*OBJECTIF 1*
Pouvez-vous extraire, sans rien y changer, le passage de l'extrait sur le contrôle judiciaire qui commence à « 2) La demande » et se termine à « et l’avocat indépendant. » ?

*SECTION DU TEXTE*
- - -

2) La demande de contrôle judiciaire est-elle prématurée?
Principes généraux
[127] La question en litige, selon l’état actuel de la demande, porte seulement sur l’affirmation contestée de l’existence d’une relation avocat‑client entre le Conseil et l’avocat indépendant.
[128] Selon la règle générale, les parties ne peuvent s’adresser aux tribunaux pour demander un contrôle judiciaire d’une décision qu’après avoir épuisé toutes les autres voies de recours appropriés qui leur sont ouvertes en vertu du processus administratif. La règle générale s’applique en dépit du fait qu’il y a peut être des questions juridiques ou constitutionnelles urgentes et importantes qui sont toujours en litige entre les parties dans les instances principales : C.B. Powell Limited c. Canada (Agence des services frontaliers), 2010 CAF 61, [2011] 2 R.C.F. 332 (Powell), aux paragraphes 30 et 31. Il doit y avoir des circonstances exceptionnelles qui justifient l’exercice du pouvoir discrétionnaire d’autoriser le recours au contrôle judiciaire : Powell, au paragraphe 33. Le principe susmentionné s’applique aux préoccupations relatives à l’équité procédurale ou à la partialité. Comme cela est énoncé dans la décision Sztern c. Deslongchamps, 2008 CF 285, au paragraphe 20, « l’existence ou non d’une crainte de partialité fait courir un risque de prolifération indue des litiges ».

- - -

Extraits de données d'annotation par points:
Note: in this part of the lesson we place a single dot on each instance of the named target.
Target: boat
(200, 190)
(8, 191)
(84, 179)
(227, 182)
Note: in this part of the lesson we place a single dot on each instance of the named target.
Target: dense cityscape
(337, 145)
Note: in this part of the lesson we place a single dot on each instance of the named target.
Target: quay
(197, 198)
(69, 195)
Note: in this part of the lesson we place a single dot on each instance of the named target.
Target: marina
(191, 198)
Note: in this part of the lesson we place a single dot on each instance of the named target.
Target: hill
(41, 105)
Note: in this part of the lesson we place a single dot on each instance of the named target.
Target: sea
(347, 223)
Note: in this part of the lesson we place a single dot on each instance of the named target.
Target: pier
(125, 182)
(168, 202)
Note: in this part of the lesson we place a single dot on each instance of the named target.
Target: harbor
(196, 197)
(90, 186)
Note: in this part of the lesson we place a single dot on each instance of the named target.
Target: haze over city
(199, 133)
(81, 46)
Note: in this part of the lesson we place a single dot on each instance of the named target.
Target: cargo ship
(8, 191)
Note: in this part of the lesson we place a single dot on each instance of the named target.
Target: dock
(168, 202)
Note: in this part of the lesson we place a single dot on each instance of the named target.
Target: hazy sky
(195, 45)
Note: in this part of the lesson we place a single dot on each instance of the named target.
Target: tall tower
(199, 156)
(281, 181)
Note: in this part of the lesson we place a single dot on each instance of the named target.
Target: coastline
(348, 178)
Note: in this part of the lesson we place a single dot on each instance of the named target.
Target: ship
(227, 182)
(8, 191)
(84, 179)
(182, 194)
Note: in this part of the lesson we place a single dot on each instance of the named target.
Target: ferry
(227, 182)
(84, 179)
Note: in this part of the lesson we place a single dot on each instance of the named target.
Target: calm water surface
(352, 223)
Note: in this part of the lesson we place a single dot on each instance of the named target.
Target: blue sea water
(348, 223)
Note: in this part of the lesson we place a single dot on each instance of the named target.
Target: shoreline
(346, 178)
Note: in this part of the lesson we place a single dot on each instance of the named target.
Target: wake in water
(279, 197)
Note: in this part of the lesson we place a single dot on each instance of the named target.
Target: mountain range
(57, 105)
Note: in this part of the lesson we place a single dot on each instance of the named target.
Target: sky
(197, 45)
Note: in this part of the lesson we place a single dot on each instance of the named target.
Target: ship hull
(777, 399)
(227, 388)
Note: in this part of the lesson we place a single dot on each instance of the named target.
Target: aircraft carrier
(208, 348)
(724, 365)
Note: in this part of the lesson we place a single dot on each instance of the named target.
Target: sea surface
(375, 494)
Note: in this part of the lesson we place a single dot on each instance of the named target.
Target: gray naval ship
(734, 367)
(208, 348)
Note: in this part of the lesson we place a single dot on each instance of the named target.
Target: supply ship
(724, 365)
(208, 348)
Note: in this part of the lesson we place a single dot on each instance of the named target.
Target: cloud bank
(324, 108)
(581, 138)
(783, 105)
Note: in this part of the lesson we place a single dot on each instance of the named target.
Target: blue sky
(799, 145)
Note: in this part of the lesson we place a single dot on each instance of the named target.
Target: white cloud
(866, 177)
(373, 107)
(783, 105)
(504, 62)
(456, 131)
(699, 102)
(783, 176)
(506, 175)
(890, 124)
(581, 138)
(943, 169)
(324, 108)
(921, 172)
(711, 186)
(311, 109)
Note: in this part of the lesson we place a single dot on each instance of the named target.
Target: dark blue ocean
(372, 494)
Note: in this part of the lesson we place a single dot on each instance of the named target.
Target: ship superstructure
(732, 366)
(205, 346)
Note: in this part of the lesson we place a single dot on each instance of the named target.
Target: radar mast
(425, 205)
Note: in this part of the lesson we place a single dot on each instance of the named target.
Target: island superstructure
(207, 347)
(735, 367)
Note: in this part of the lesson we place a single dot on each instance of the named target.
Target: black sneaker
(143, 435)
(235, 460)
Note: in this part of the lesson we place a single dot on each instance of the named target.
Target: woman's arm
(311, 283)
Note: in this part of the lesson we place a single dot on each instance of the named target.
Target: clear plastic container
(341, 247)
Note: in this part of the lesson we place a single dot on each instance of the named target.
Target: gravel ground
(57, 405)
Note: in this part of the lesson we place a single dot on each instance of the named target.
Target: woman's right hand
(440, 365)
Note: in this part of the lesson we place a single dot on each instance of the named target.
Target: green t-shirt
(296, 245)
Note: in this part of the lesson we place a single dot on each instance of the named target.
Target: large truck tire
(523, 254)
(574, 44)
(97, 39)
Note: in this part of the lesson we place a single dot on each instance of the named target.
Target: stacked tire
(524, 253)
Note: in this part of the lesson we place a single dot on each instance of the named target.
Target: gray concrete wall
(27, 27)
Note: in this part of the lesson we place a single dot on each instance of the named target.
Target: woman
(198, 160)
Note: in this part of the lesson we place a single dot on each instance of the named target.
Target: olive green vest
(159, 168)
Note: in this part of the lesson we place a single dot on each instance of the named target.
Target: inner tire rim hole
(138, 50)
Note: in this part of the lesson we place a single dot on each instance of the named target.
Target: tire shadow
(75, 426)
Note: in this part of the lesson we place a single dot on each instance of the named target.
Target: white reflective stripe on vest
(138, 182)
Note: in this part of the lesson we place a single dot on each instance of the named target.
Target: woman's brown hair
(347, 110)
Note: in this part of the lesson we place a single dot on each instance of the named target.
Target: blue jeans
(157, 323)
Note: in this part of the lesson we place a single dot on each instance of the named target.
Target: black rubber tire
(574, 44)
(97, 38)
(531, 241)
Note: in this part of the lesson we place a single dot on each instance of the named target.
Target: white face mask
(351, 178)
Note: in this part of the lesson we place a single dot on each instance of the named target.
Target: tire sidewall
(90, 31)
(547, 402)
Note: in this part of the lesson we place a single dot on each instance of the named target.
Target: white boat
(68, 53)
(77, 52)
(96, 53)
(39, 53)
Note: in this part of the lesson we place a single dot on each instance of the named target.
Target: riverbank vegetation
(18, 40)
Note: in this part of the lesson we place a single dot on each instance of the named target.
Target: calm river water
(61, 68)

- - -

*OBJECTIF 2*
Pouvez-vous trouver toutes les rangées qui contiennent la chaîne « superstructure » et les recopier chacune en entier ?

*RÉPONSE RÉDIGÉE 1*
2) La demande de contrôle judiciaire est-elle prématurée?
Principes généraux
[127] La question en litige, selon l’état actuel de la demande, porte seulement sur l’affirmation contestée de l’existence d’une relation avocat‑client entre le Conseil et l’avocat indépendant.

*RÉPONSE RÉDIGÉE 2*
Target: ship superstructure
Target: island superstructure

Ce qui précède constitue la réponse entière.